■ Required task ■
Reproduce the records that follow in full, excluding any picture they contain.

------------------------------------------------

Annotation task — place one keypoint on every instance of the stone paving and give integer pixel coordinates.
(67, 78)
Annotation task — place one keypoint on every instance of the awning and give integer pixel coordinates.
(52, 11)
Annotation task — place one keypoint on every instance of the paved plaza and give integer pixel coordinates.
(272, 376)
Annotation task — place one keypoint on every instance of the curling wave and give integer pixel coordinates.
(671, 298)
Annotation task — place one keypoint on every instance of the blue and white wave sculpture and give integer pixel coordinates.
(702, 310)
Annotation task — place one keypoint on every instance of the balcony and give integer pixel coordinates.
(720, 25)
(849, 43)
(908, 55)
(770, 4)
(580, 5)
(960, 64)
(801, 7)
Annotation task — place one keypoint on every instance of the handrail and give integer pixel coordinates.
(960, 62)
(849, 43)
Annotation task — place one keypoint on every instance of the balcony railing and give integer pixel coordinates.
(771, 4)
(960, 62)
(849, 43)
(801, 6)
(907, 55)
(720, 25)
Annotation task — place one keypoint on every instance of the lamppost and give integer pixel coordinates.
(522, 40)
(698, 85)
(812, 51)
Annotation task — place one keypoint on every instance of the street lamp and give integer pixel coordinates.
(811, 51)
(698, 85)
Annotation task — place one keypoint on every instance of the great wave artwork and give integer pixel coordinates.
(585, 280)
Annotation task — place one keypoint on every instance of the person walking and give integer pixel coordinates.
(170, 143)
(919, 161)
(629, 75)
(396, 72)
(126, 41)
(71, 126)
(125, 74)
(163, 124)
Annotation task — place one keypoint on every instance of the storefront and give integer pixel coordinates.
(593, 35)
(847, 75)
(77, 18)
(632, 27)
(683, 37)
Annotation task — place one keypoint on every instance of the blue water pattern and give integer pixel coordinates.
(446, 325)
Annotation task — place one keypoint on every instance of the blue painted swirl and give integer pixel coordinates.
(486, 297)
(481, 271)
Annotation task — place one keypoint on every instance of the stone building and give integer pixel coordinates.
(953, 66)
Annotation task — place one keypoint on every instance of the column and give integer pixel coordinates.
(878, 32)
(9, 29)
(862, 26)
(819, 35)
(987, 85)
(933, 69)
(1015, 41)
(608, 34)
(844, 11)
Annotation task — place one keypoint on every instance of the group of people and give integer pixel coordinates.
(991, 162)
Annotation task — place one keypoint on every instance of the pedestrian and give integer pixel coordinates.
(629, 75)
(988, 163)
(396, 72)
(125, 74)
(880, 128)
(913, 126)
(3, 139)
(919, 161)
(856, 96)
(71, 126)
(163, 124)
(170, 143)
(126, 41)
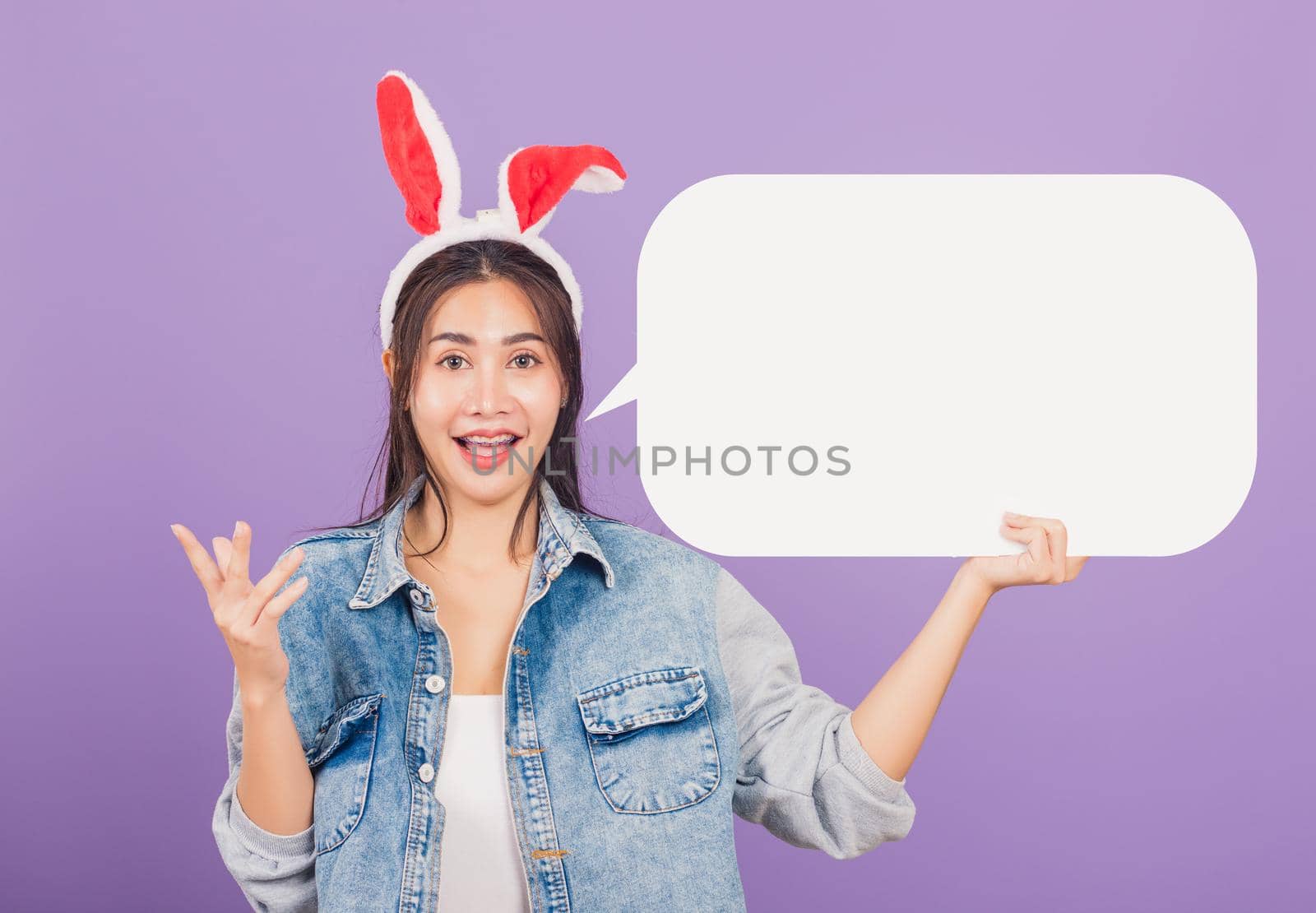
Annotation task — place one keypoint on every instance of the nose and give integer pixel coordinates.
(489, 390)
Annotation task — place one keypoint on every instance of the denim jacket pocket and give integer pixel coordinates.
(651, 741)
(340, 758)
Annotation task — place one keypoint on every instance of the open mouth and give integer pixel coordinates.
(487, 452)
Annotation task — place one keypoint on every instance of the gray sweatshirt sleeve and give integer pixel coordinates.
(803, 774)
(276, 871)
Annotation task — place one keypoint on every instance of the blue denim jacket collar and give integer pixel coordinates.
(563, 535)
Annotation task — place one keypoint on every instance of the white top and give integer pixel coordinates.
(480, 860)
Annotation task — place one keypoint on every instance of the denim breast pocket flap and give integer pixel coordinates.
(651, 739)
(341, 757)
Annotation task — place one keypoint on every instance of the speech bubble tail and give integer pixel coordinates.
(627, 390)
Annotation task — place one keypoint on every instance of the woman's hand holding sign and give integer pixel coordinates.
(1044, 561)
(248, 614)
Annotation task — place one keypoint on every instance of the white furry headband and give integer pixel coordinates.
(531, 183)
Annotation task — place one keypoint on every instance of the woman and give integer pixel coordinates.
(487, 697)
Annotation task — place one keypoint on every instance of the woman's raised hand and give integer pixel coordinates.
(1045, 561)
(248, 614)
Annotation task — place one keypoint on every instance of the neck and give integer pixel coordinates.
(478, 531)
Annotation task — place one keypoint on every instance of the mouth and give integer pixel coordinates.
(484, 453)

------------------------------------------------

■ Solved exercise ■
Annotation task — place one keypoint on every instance of the stone paving and give integer pixel coordinates.
(67, 78)
Annotation task — place one keypoint on every instance of the awning and give integer pixel coordinates.
(52, 11)
Annotation task — place one keypoint on every instance of the paved plaza and give integer pixel coordinates.
(272, 376)
Annotation task — place one keypoint on every instance of the curling wave and give integer pixel coordinates.
(671, 298)
Annotation task — place one keypoint on every instance of the blue and white wave sculpture and give integer pixel coordinates.
(702, 310)
Annotation task — place one keypoint on every instance of the balcony and give integer pixel coordinates.
(720, 25)
(849, 43)
(908, 55)
(770, 4)
(580, 5)
(960, 64)
(801, 7)
Annotation task — place one keypoint on every instance of the handrail and give integer pixel coordinates.
(960, 62)
(849, 43)
Annotation task — place one keypoint on every instance of the balcony railing and give integer pixel coordinates.
(771, 4)
(960, 62)
(849, 43)
(801, 6)
(907, 55)
(720, 25)
Annotation task — place one keypoint on every instance of the lamppost and give integer pixel coordinates.
(522, 40)
(698, 85)
(812, 51)
Annotation task — place one keypoint on every instance of the street lamp and give integer pixel coordinates.
(811, 51)
(698, 85)
Annotation task — place one keypoint on every instance of the great wave artwork and give integer pixel coordinates.
(585, 280)
Annotation task — place one keypoint on every instance of the person walking and give integer pixel coordinates.
(170, 143)
(919, 161)
(629, 75)
(396, 72)
(126, 41)
(71, 126)
(125, 74)
(163, 124)
Annotation task — place one keypoint on every instance of the storefront and give integer pixel coordinates.
(593, 35)
(847, 75)
(77, 18)
(632, 27)
(683, 37)
Annotation task — place one keypoint on every instance of the blue water pattern and give integer pixel coordinates.
(446, 325)
Annotation task — place one keypoint on every instance of the blue painted swirl and give integer pixel coordinates.
(486, 297)
(481, 271)
Annotation task — place one keypoint on every instance of the stone building and give integer pixel coordinates.
(953, 66)
Annotation task — place one keypoint on every instance of the column and give integer pixel coordinates.
(878, 32)
(9, 29)
(862, 26)
(819, 35)
(987, 85)
(933, 69)
(1015, 41)
(608, 34)
(844, 11)
Annotation task — place one keypoint on every instance of the group of people and give integer pixel coordinates.
(991, 162)
Annotation task — place one keypoint on every instance of the pedestrian and give integer pixel coordinates.
(629, 75)
(988, 163)
(396, 72)
(125, 74)
(880, 128)
(913, 126)
(3, 139)
(919, 161)
(856, 96)
(71, 126)
(163, 124)
(170, 143)
(126, 41)
Annotation task — place one keypoint on every instance of the nose and give integer pixel coordinates.
(489, 390)
Annotation task — place one keypoint on every instance of the denim jacket pocket and give integer pixel coordinates.
(651, 741)
(340, 758)
Annotation task — place one keypoint on every instance of the open mouth and give integer pixel coordinates.
(487, 452)
Annotation task — place one keypoint on every instance of the gray sweatshirt sleeve and give integer pixel coordinates.
(803, 774)
(276, 871)
Annotation task — place one keypoint on every instance of the blue denim jacket collar and give integer pixel coordinates.
(563, 535)
Annotation task — place one keypoint on every instance of the white top and give integer pixel coordinates.
(480, 860)
Annotation task — place one keypoint on every instance of the denim breast pocket flap and give integer pixel coordinates.
(651, 739)
(341, 757)
Annotation task — place one keypoint on every instance of the speech bubble tail and give integer pixel coordinates.
(627, 390)
Annotation task — place one keypoint on every instance of the woman's hand holding sign and give integer pixel coordinates.
(1044, 561)
(248, 614)
Annotation task — place one keypoint on every instance of the white furry headband and give integer pixel coordinates.
(531, 183)
Annotation task — place one keypoint on every instance of the woman and give integer pixel coordinates.
(487, 697)
Annotation task — place one keypoint on every instance of the woman's raised hand and give integer pixel coordinates.
(1045, 561)
(248, 614)
Annotation task — place one keypoint on every instance of the neck and give integer pixel coordinates.
(478, 531)
Annotation task — place one keypoint on every instance of the mouth and give integer pixel coordinates.
(484, 453)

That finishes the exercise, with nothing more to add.